_Work item_.
Produce a copy of every line in the records that holds the string "given".

[Opening Data excerpts section]

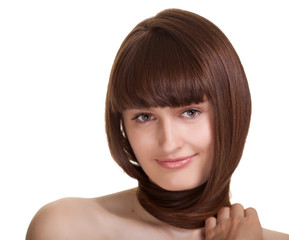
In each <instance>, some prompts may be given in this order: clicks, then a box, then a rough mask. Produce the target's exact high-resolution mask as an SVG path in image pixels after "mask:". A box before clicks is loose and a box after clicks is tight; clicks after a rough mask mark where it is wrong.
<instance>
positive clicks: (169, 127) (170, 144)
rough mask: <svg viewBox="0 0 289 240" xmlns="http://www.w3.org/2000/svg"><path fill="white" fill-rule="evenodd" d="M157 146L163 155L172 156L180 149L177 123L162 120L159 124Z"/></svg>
mask: <svg viewBox="0 0 289 240" xmlns="http://www.w3.org/2000/svg"><path fill="white" fill-rule="evenodd" d="M158 135H159V146H160V147H161V149H162V151H163V152H164V153H165V154H172V153H174V152H177V151H178V150H180V149H181V148H182V144H183V141H182V136H181V133H180V132H179V128H178V125H177V123H175V122H174V121H173V120H172V119H166V120H163V121H162V122H161V123H160V124H159V134H158Z"/></svg>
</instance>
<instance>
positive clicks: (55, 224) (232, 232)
mask: <svg viewBox="0 0 289 240" xmlns="http://www.w3.org/2000/svg"><path fill="white" fill-rule="evenodd" d="M250 116H251V98H250V91H249V88H248V83H247V80H246V76H245V73H244V70H243V67H242V65H241V63H240V60H239V58H238V56H237V54H236V52H235V50H234V48H233V47H232V45H231V44H230V42H229V40H228V39H227V38H226V36H225V35H224V34H223V33H222V32H221V31H220V30H219V29H218V28H217V27H216V26H215V25H214V24H213V23H211V22H209V21H208V20H206V19H204V18H202V17H200V16H198V15H196V14H193V13H190V12H187V11H183V10H176V9H170V10H166V11H163V12H160V13H159V14H157V15H156V16H155V17H153V18H149V19H147V20H145V21H143V22H141V23H139V24H138V25H137V26H136V27H135V28H134V29H133V30H132V32H131V33H130V34H129V35H128V36H127V38H126V39H125V40H124V42H123V44H122V45H121V47H120V49H119V51H118V53H117V56H116V59H115V62H114V65H113V67H112V71H111V76H110V81H109V84H108V90H107V99H106V131H107V137H108V144H109V147H110V151H111V154H112V156H113V158H114V159H115V161H116V162H117V163H118V164H119V165H120V166H121V167H122V168H123V169H124V171H125V172H126V173H127V174H128V175H129V176H131V177H133V178H136V179H137V180H138V182H139V186H138V188H137V189H131V190H127V191H124V192H120V193H116V194H112V195H109V196H104V197H100V198H96V199H79V198H75V199H74V198H69V199H62V200H59V201H56V202H53V203H51V204H48V205H47V206H45V207H43V208H42V209H41V210H40V211H39V212H38V213H37V214H36V216H35V217H34V219H33V220H32V222H31V225H30V227H29V229H28V232H27V238H26V239H27V240H34V239H35V240H36V239H37V240H49V239H53V240H55V239H86V240H88V239H98V240H102V239H117V240H124V239H126V240H127V239H138V240H142V239H151V240H163V239H165V240H169V239H176V240H178V239H180V240H181V239H194V240H204V239H206V240H220V239H224V240H233V239H244V240H245V239H246V240H250V239H252V240H262V239H263V240H269V239H270V240H275V239H279V240H282V239H284V240H285V239H289V236H288V235H286V234H282V233H277V232H273V231H269V230H265V229H262V227H261V225H260V222H259V219H258V216H257V213H256V211H255V210H254V209H252V208H248V209H244V208H243V206H242V205H240V204H234V205H231V203H230V199H229V186H230V179H231V176H232V174H233V172H234V170H235V169H236V167H237V165H238V163H239V161H240V158H241V155H242V152H243V148H244V144H245V140H246V137H247V133H248V129H249V124H250Z"/></svg>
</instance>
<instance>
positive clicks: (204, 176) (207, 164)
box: [123, 100, 214, 191]
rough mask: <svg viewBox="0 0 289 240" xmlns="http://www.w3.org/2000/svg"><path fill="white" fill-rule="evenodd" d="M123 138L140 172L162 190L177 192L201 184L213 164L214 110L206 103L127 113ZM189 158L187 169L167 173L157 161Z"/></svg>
mask: <svg viewBox="0 0 289 240" xmlns="http://www.w3.org/2000/svg"><path fill="white" fill-rule="evenodd" d="M123 121H124V126H125V131H126V135H127V137H128V140H129V142H130V144H131V146H132V149H133V150H134V154H135V155H136V158H137V159H138V162H139V163H140V165H141V167H142V169H143V170H144V171H145V173H146V174H147V175H148V177H149V178H150V179H151V181H153V182H154V183H156V184H157V185H159V186H161V187H162V188H164V189H167V190H171V191H179V190H186V189H192V188H195V187H197V186H200V185H201V184H202V183H204V182H205V181H206V180H207V179H208V176H209V174H210V171H211V167H212V161H213V150H214V142H213V109H212V106H211V104H210V103H209V102H208V101H207V100H205V101H204V102H202V103H200V104H191V105H189V106H185V107H177V108H169V107H166V108H147V109H128V110H126V111H124V112H123ZM190 156H193V157H192V161H191V163H190V164H189V165H187V166H186V167H184V168H180V169H166V168H164V167H162V166H161V165H160V164H159V162H160V161H164V160H165V161H167V160H169V161H171V160H175V159H179V158H184V157H185V158H186V157H190Z"/></svg>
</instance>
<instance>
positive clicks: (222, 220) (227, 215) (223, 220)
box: [218, 207, 230, 223]
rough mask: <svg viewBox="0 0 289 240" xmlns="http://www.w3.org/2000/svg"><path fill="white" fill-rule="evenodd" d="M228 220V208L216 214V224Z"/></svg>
mask: <svg viewBox="0 0 289 240" xmlns="http://www.w3.org/2000/svg"><path fill="white" fill-rule="evenodd" d="M229 218H230V208H229V207H223V208H221V209H220V210H219V212H218V223H220V222H222V221H224V220H227V219H229Z"/></svg>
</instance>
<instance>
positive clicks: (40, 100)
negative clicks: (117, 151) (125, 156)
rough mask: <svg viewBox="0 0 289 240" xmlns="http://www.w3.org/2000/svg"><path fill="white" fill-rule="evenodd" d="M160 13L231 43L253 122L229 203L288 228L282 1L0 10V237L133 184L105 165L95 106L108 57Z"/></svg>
mask: <svg viewBox="0 0 289 240" xmlns="http://www.w3.org/2000/svg"><path fill="white" fill-rule="evenodd" d="M166 8H182V9H186V10H189V11H192V12H195V13H198V14H200V15H202V16H204V17H206V18H208V19H209V20H211V21H212V22H214V23H215V24H216V25H217V26H219V27H220V28H221V29H222V30H223V31H224V32H225V34H226V35H227V36H228V37H229V39H230V40H231V42H232V43H233V45H234V46H235V48H236V50H237V52H238V53H239V56H240V58H241V60H242V63H243V65H244V67H245V70H246V73H247V77H248V80H249V84H250V87H251V93H252V101H253V115H252V123H251V129H250V133H249V137H248V141H247V145H246V148H245V153H244V156H243V159H242V161H241V164H240V166H239V168H238V169H237V171H236V173H235V175H234V177H233V180H232V189H231V192H232V202H240V203H242V204H243V205H244V206H245V207H249V206H253V207H255V208H256V209H257V210H258V212H259V216H260V219H261V222H262V224H263V227H265V228H269V229H274V230H278V231H283V232H287V233H288V232H289V223H288V222H289V221H288V215H289V207H288V203H289V194H288V183H289V173H288V162H289V157H288V149H289V146H288V142H289V141H288V136H289V127H288V123H289V111H288V103H289V94H288V90H289V86H288V80H289V78H288V56H289V48H288V45H289V38H288V25H289V17H288V5H287V3H286V1H278V0H274V1H273V0H272V1H254V0H252V1H238V2H237V1H220V0H219V1H208V0H202V1H201V0H198V1H193V0H191V1H181V0H175V1H169V0H166V1H152V2H150V1H124V0H122V1H105V3H104V1H87V0H69V1H68V0H67V1H65V0H50V1H40V0H34V1H32V0H26V1H20V0H19V1H15V0H7V1H5V0H4V1H1V2H0V81H1V82H0V187H1V188H0V194H1V197H0V203H1V204H0V239H24V237H25V233H26V230H27V227H28V224H29V222H30V221H31V219H32V217H33V216H34V214H35V213H36V211H37V210H38V209H39V208H40V207H41V206H43V205H44V204H46V203H48V202H50V201H53V200H56V199H59V198H63V197H68V196H76V197H97V196H101V195H104V194H109V193H112V192H116V191H120V190H123V189H127V188H131V187H135V186H136V182H135V181H134V180H132V179H130V178H129V177H127V176H126V175H125V174H124V173H123V171H122V170H121V169H120V168H119V167H118V166H117V165H116V164H115V163H114V162H113V160H112V159H111V157H110V154H109V151H108V148H107V144H106V136H105V131H104V101H105V94H106V86H107V82H108V78H109V73H110V68H111V65H112V62H113V60H114V57H115V54H116V52H117V50H118V48H119V46H120V44H121V42H122V40H123V39H124V37H125V36H126V35H127V34H128V33H129V32H130V30H131V29H132V28H133V27H134V26H135V25H136V24H137V23H138V22H140V21H141V20H143V19H145V18H147V17H150V16H153V15H155V14H156V13H157V12H159V11H161V10H163V9H166Z"/></svg>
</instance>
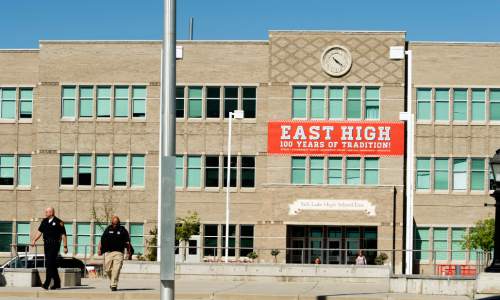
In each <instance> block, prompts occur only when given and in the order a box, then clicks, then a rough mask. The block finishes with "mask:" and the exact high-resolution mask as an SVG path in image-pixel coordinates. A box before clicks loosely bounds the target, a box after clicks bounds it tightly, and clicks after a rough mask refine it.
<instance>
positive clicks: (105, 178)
mask: <svg viewBox="0 0 500 300" xmlns="http://www.w3.org/2000/svg"><path fill="white" fill-rule="evenodd" d="M60 163H61V172H60V174H61V179H60V183H61V185H62V186H74V185H75V184H76V185H77V186H92V185H94V186H110V185H113V186H129V182H130V186H131V187H144V177H145V156H144V155H143V154H131V155H128V154H113V155H109V154H95V155H93V154H78V155H76V154H61V158H60ZM111 171H112V172H111ZM75 179H76V180H75Z"/></svg>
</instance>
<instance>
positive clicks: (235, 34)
mask: <svg viewBox="0 0 500 300" xmlns="http://www.w3.org/2000/svg"><path fill="white" fill-rule="evenodd" d="M162 7H163V0H81V1H77V0H0V36H1V38H0V48H36V47H38V40H41V39H62V40H67V39H76V40H80V39H161V35H162V22H163V20H162V18H163V17H162ZM177 10H178V14H177V24H178V25H177V33H178V38H179V39H186V38H187V37H188V23H189V17H190V16H192V17H194V18H195V30H194V38H195V39H209V40H211V39H218V40H227V39H238V40H255V39H257V40H263V39H267V31H268V30H275V29H310V30H313V29H315V30H316V29H317V30H404V31H407V33H408V39H409V40H433V41H439V40H441V41H442V40H444V41H483V42H488V41H499V42H500V30H499V28H500V1H498V0H484V1H464V0H455V1H451V0H433V1H430V0H415V1H411V2H408V1H402V0H400V1H395V0H378V1H376V0H359V1H356V0H344V1H339V0H246V1H244V0H177Z"/></svg>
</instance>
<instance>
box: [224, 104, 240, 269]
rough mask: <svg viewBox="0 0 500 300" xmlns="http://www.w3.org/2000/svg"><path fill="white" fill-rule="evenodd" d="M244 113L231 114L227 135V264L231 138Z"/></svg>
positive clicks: (228, 241) (228, 253) (230, 156)
mask: <svg viewBox="0 0 500 300" xmlns="http://www.w3.org/2000/svg"><path fill="white" fill-rule="evenodd" d="M243 116H244V113H243V111H242V110H235V111H234V112H229V123H228V126H229V128H228V134H227V171H226V172H227V177H226V179H227V180H226V238H225V244H224V246H225V247H224V257H225V261H226V263H228V262H229V192H230V189H231V137H232V123H233V122H232V121H233V118H234V119H238V120H241V119H243Z"/></svg>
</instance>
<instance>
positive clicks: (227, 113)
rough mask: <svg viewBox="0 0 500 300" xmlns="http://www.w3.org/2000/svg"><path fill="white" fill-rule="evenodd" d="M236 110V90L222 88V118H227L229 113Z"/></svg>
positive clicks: (236, 93) (228, 88)
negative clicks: (223, 104) (222, 117)
mask: <svg viewBox="0 0 500 300" xmlns="http://www.w3.org/2000/svg"><path fill="white" fill-rule="evenodd" d="M237 109H238V88H237V87H225V88H224V118H229V113H230V112H233V111H235V110H237Z"/></svg>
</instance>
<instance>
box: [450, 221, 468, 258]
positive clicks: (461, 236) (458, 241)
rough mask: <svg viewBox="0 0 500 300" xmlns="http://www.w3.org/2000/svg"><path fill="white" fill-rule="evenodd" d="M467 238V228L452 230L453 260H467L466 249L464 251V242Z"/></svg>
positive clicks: (451, 248)
mask: <svg viewBox="0 0 500 300" xmlns="http://www.w3.org/2000/svg"><path fill="white" fill-rule="evenodd" d="M464 237H465V228H452V229H451V260H454V261H456V260H462V261H464V260H465V254H466V251H467V250H465V249H462V242H463V241H464Z"/></svg>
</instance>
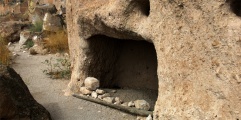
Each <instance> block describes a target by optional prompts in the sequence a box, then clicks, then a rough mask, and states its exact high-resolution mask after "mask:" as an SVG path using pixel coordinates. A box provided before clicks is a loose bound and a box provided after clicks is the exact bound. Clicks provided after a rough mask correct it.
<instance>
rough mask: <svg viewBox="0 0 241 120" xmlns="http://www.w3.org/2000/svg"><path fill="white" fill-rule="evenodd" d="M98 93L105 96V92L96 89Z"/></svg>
mask: <svg viewBox="0 0 241 120" xmlns="http://www.w3.org/2000/svg"><path fill="white" fill-rule="evenodd" d="M96 93H98V94H99V95H103V94H105V91H104V90H101V89H96Z"/></svg>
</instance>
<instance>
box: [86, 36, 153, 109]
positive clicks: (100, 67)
mask: <svg viewBox="0 0 241 120" xmlns="http://www.w3.org/2000/svg"><path fill="white" fill-rule="evenodd" d="M87 42H88V46H89V52H88V59H89V60H91V61H90V64H89V65H88V66H87V67H86V70H85V71H86V72H87V75H88V76H92V77H96V78H98V79H99V80H100V86H101V89H105V90H112V89H115V90H117V92H116V93H114V94H113V95H111V96H113V97H120V98H121V99H122V100H124V102H129V101H134V100H138V99H144V100H146V101H147V102H148V103H149V104H150V105H151V109H150V110H153V109H154V105H155V102H156V100H157V93H158V92H157V90H158V78H157V56H156V51H155V48H154V45H153V44H152V43H149V42H146V41H143V40H139V41H138V40H133V39H116V38H112V37H107V36H104V35H95V36H92V37H91V38H89V39H88V40H87ZM147 68H148V69H147Z"/></svg>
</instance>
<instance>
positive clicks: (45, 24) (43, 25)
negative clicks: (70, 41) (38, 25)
mask: <svg viewBox="0 0 241 120" xmlns="http://www.w3.org/2000/svg"><path fill="white" fill-rule="evenodd" d="M62 29H63V22H62V19H61V18H60V16H57V15H52V14H50V13H46V14H45V15H44V19H43V31H49V32H58V31H60V30H62Z"/></svg>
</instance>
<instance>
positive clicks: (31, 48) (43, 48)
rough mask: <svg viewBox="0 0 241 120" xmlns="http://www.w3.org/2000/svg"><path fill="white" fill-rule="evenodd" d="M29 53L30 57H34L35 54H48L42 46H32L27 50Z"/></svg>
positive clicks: (35, 45) (43, 54) (42, 46)
mask: <svg viewBox="0 0 241 120" xmlns="http://www.w3.org/2000/svg"><path fill="white" fill-rule="evenodd" d="M29 52H30V54H31V55H36V54H41V55H45V54H47V53H48V49H46V48H45V47H44V46H42V45H34V46H33V47H31V48H29Z"/></svg>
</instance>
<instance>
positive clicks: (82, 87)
mask: <svg viewBox="0 0 241 120" xmlns="http://www.w3.org/2000/svg"><path fill="white" fill-rule="evenodd" d="M80 93H81V94H83V95H90V94H91V93H92V91H90V90H88V89H87V88H86V87H80Z"/></svg>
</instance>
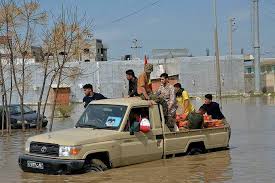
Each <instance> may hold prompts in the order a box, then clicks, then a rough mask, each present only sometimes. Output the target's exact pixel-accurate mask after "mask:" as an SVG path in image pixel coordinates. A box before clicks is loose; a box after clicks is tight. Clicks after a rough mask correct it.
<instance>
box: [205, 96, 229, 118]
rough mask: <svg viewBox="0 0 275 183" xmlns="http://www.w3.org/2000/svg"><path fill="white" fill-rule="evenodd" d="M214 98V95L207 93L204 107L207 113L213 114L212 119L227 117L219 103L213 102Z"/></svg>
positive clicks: (210, 114)
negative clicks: (221, 108) (223, 111)
mask: <svg viewBox="0 0 275 183" xmlns="http://www.w3.org/2000/svg"><path fill="white" fill-rule="evenodd" d="M212 98H213V96H212V95H211V94H206V95H205V102H204V104H203V105H202V107H203V108H204V109H205V110H206V112H207V115H211V116H212V119H225V117H224V115H223V114H222V112H221V109H220V106H219V104H218V103H217V102H213V101H212Z"/></svg>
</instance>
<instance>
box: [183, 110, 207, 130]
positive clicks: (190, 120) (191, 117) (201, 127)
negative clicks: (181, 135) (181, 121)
mask: <svg viewBox="0 0 275 183" xmlns="http://www.w3.org/2000/svg"><path fill="white" fill-rule="evenodd" d="M205 112H206V110H205V108H204V107H203V106H202V107H200V109H199V111H198V112H191V113H189V114H188V116H187V127H188V128H189V129H201V128H202V126H203V122H204V120H203V114H204V113H205Z"/></svg>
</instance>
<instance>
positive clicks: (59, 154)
mask: <svg viewBox="0 0 275 183" xmlns="http://www.w3.org/2000/svg"><path fill="white" fill-rule="evenodd" d="M80 149H81V147H80V146H59V157H68V156H76V155H78V154H79V152H80Z"/></svg>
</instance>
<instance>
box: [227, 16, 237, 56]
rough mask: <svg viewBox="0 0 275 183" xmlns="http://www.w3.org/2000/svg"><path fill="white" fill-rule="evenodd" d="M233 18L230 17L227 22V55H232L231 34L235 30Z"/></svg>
mask: <svg viewBox="0 0 275 183" xmlns="http://www.w3.org/2000/svg"><path fill="white" fill-rule="evenodd" d="M235 24H236V23H235V18H232V17H230V18H229V21H228V49H229V55H230V56H232V55H233V38H232V33H233V32H234V31H235V30H236V28H235V27H234V26H235Z"/></svg>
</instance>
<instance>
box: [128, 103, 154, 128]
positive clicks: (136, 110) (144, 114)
mask: <svg viewBox="0 0 275 183" xmlns="http://www.w3.org/2000/svg"><path fill="white" fill-rule="evenodd" d="M143 118H147V119H149V108H148V107H140V108H133V109H131V112H130V114H129V116H128V119H127V124H126V125H125V128H124V131H129V127H130V125H131V124H132V123H134V122H140V121H141V119H143ZM149 121H150V119H149Z"/></svg>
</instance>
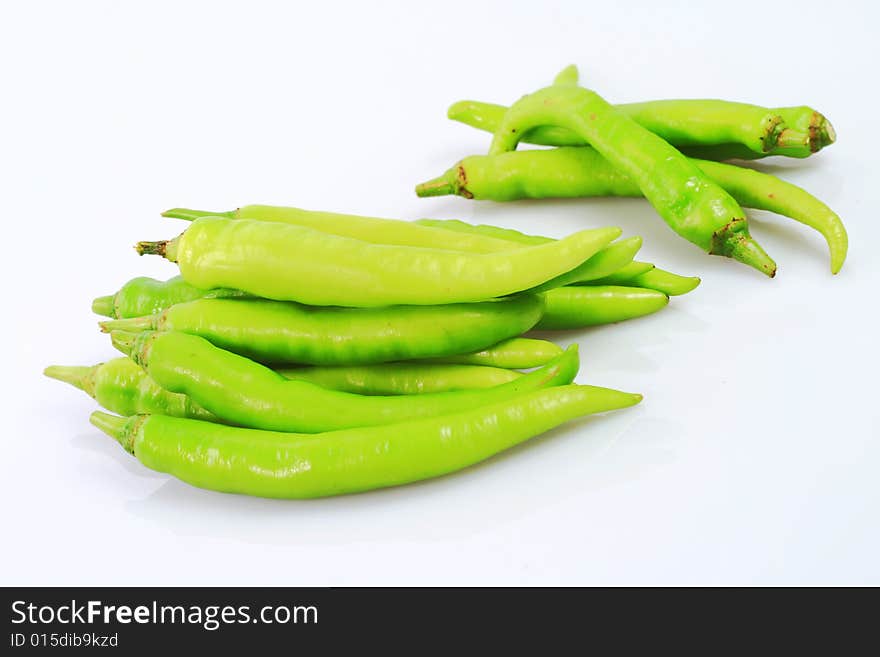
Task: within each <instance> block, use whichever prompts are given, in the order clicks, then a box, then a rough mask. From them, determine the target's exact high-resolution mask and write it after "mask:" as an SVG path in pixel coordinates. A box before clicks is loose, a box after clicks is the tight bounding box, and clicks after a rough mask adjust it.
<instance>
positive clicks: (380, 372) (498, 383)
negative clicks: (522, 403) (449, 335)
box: [278, 363, 522, 395]
mask: <svg viewBox="0 0 880 657" xmlns="http://www.w3.org/2000/svg"><path fill="white" fill-rule="evenodd" d="M278 373H279V374H281V376H283V377H284V378H287V379H294V380H296V381H308V382H309V383H314V384H315V385H317V386H321V387H322V388H329V389H331V390H341V391H343V392H353V393H357V394H359V395H423V394H426V393H432V392H452V391H455V390H475V389H479V388H493V387H495V386H500V385H502V384H504V383H509V382H510V381H515V380H516V379H518V378H519V377H521V376H522V373H521V372H517V371H516V370H508V369H503V368H501V367H486V366H483V365H452V364H446V363H379V364H378V365H355V366H351V367H320V366H318V367H294V368H286V369H279V370H278Z"/></svg>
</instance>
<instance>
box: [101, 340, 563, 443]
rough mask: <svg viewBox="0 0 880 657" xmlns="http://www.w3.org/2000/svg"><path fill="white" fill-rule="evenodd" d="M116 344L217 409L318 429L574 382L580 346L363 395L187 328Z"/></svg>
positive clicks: (461, 409)
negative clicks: (256, 354) (514, 368)
mask: <svg viewBox="0 0 880 657" xmlns="http://www.w3.org/2000/svg"><path fill="white" fill-rule="evenodd" d="M110 336H111V338H112V340H113V345H114V346H115V347H116V348H117V349H119V350H120V351H122V352H123V353H125V354H128V355H130V356H131V358H132V359H133V360H134V361H135V362H136V363H138V364H139V365H140V366H141V367H143V368H144V369H145V370H146V371H147V374H149V375H150V376H151V377H152V378H153V379H154V380H155V381H156V383H158V384H159V385H160V386H162V387H163V388H165V389H166V390H169V391H171V392H178V393H182V394H185V395H187V396H188V397H189V398H190V399H193V400H194V401H195V402H197V403H198V404H200V405H201V406H203V407H204V408H206V409H208V410H209V411H210V412H212V413H214V414H215V415H216V416H217V417H219V418H221V419H223V420H225V421H227V422H231V423H233V424H238V425H241V426H248V427H253V428H256V429H270V430H274V431H301V432H304V433H317V432H319V431H330V430H334V429H346V428H351V427H364V426H373V425H378V424H390V423H393V422H400V421H403V420H408V419H412V418H417V417H427V416H432V415H443V414H446V413H450V412H455V411H459V410H464V409H466V408H474V407H476V406H483V405H486V404H490V403H493V402H494V401H498V400H502V399H507V398H509V397H511V396H513V395H517V394H519V393H521V392H523V391H526V390H534V389H537V388H543V387H548V386H554V385H564V384H567V383H571V381H572V380H573V379H574V376H575V375H576V374H577V369H578V357H577V350H576V349H571V348H569V350H568V351H566V352H565V353H564V354H563V355H562V356H560V357H559V358H557V359H556V360H554V361H552V362H551V363H548V364H547V365H545V366H543V367H542V368H541V369H539V370H536V371H535V372H530V373H529V374H526V375H524V376H522V377H520V378H518V379H517V380H515V381H511V382H510V383H506V384H503V385H500V386H496V387H495V388H487V389H485V390H469V391H460V392H444V393H435V394H429V395H418V396H417V397H411V398H405V397H399V396H398V397H364V396H361V395H353V394H350V393H345V392H338V391H335V390H325V389H323V388H320V387H318V386H315V385H313V384H311V383H307V382H305V381H290V380H287V379H285V378H284V377H282V376H281V375H280V374H278V373H277V372H274V371H272V370H271V369H269V368H267V367H264V366H263V365H260V364H258V363H255V362H254V361H251V360H249V359H247V358H245V357H243V356H239V355H237V354H233V353H231V352H229V351H225V350H223V349H220V348H218V347H215V346H214V345H212V344H211V343H210V342H208V341H207V340H205V339H204V338H200V337H198V336H195V335H188V334H186V333H177V332H173V331H172V332H167V333H157V332H155V331H144V332H143V333H139V334H132V333H127V332H124V331H113V332H112V333H111V334H110Z"/></svg>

[Closing Data excerpts section]

_Your response_.
In each <instance>, some prompts may be given in this order: clicks, then a box, then a rough mask. Produce the target's exact high-resolution mask as an SVG path in image pixels after "mask:". A box before clicks is loose and a box after clicks is tight; clicks after a rough mask mark where it is wrong.
In each <instance> block, prompts occur only when given and in the order a box, then clicks, then a rough mask. The block finishes with "mask:" and the exact high-resolution mask as an SVG path in image-pixel coordinates. A box before clicks loosely bounds the target, a box after clicks bounds it tightly, and clicks after a rough mask refine it.
Task: within each <instance> block, use whichever prompts are given, in the order clicks, then a box, then a rough mask. From them, determine the target's exact high-resolution mask and write it after "mask:" as an SVG path in pixel coordinates. A box before clicks is loose, a box after clicks is the tight bounding box, and clicks after a rough mask adjust it.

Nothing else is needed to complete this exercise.